Exercise description
Print the conservatory post from "Early morning sun" up to and including "the Summer heat…hopefully!", word for word.

Page
Early morning sun casts dappled shade in a corner of the conservatory.
Olive, Fig and Lemon…newly repotted.
Ganesh…remover of obstacles looks to the East.
Buddha brings serenity.
Tomato plants are looking good.
Seating area sorted.
Yes! We’ve finally got the conservatory sorted out. Up to now this has been a sort of dumping area. Recycling stuff, tins of paint, building materials, all ended up here. Over the last few days we have had a big sort out. All the aforementioned are now in the newly tidied shed and the conservatory is at last how we want it. A useful, usable space. A nice place to take a break or chill out in the Summer heat…hopefully!
That’s me faffing about at the end…under Lettie’s watchful eye…as always. As you can see we’ve even found a place for the desk here.
It’s the only place we could fit our big old American fridge. Not a modern reproduction but the real thing made in the US in 1957. We bought it in a second store when we first came back to Ireland in 1996. Someone loved it enough to bring it to Ireland with them. I wonder if it was a returning emigrant or an American coming to live here? We shall never know but I often wonder. Still works perfectly and a lot roomier than the new fridges.

Record list
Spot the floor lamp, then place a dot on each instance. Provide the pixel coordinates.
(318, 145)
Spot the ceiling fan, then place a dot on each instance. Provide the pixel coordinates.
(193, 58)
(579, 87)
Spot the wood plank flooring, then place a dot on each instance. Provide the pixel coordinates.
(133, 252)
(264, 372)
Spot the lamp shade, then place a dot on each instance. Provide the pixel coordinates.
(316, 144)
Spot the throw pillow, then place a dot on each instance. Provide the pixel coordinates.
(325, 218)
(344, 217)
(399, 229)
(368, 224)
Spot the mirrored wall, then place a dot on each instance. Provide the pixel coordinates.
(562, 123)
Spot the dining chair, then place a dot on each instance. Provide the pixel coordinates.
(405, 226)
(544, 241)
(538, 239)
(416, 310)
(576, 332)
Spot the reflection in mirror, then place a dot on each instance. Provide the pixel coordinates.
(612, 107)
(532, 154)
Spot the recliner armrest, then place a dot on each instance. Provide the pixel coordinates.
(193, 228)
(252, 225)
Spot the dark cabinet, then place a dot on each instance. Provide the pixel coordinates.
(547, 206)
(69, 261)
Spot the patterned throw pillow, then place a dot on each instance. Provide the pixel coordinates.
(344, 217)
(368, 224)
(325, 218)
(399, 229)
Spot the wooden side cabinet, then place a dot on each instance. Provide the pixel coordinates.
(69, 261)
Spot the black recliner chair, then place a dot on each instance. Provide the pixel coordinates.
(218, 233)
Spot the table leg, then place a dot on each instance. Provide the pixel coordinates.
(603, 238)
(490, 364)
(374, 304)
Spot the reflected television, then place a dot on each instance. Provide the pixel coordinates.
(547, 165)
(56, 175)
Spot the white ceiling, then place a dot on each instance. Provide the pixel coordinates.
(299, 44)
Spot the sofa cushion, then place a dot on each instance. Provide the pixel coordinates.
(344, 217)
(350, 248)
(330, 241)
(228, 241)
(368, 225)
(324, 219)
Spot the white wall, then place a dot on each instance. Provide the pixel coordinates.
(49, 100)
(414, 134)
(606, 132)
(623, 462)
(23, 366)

Answer to the problem
Early morning sun casts dappled shade in a corner of the conservatory.
Olive, Fig and Lemon…newly repotted.
Ganesh…remover of obstacles looks to the East.
Buddha brings serenity.
Tomato plants are looking good.
Seating area sorted.
Yes! We’ve finally got the conservatory sorted out. Up to now this has been a sort of dumping area. Recycling stuff, tins of paint, building materials, all ended up here. Over the last few days we have had a big sort out. All the aforementioned are now in the newly tidied shed and the conservatory is at last how we want it. A useful, usable space. A nice place to take a break or chill out in the Summer heat…hopefully!